* Brief
Report how many lines of the material below contain the string "traffic", treating case as significant. Reply with the number only.

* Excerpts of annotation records
· · · ·

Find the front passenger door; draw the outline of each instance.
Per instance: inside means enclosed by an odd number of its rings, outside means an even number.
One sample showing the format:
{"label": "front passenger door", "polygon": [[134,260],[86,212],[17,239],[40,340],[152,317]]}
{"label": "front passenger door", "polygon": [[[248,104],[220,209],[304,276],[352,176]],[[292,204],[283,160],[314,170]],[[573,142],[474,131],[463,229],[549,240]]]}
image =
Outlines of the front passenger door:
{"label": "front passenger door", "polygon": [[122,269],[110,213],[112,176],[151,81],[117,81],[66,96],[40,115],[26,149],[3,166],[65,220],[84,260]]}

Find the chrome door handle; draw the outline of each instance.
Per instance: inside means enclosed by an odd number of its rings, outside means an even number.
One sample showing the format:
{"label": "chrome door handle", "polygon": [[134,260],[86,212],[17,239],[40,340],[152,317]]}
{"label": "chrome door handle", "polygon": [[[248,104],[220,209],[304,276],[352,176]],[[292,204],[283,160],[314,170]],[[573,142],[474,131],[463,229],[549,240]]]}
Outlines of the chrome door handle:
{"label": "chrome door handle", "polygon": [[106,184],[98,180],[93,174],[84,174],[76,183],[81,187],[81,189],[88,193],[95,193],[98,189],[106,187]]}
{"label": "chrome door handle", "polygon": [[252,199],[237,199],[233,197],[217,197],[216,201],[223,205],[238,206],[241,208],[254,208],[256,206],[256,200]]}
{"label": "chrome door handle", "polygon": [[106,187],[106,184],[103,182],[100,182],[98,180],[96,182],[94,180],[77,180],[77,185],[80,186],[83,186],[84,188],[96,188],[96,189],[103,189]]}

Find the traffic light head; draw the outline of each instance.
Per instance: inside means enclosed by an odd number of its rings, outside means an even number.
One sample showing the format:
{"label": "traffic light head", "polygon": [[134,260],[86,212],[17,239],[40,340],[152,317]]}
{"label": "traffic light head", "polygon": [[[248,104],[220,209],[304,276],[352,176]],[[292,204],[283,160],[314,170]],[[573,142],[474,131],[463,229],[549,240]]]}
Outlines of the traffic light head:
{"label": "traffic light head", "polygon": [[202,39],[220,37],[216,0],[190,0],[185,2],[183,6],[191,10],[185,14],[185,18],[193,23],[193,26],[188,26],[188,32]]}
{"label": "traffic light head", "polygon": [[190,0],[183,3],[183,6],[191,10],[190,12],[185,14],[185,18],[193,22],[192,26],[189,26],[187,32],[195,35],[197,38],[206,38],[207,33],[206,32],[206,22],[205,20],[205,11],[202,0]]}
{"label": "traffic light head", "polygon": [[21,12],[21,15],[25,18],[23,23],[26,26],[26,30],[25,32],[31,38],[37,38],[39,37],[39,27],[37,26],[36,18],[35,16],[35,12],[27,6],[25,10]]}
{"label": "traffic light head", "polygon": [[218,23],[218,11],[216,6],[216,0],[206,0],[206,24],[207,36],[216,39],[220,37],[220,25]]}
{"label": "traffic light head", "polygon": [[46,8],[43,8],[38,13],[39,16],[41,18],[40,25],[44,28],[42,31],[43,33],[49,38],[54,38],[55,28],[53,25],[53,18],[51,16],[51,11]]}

· · · ·

* Result of this task
9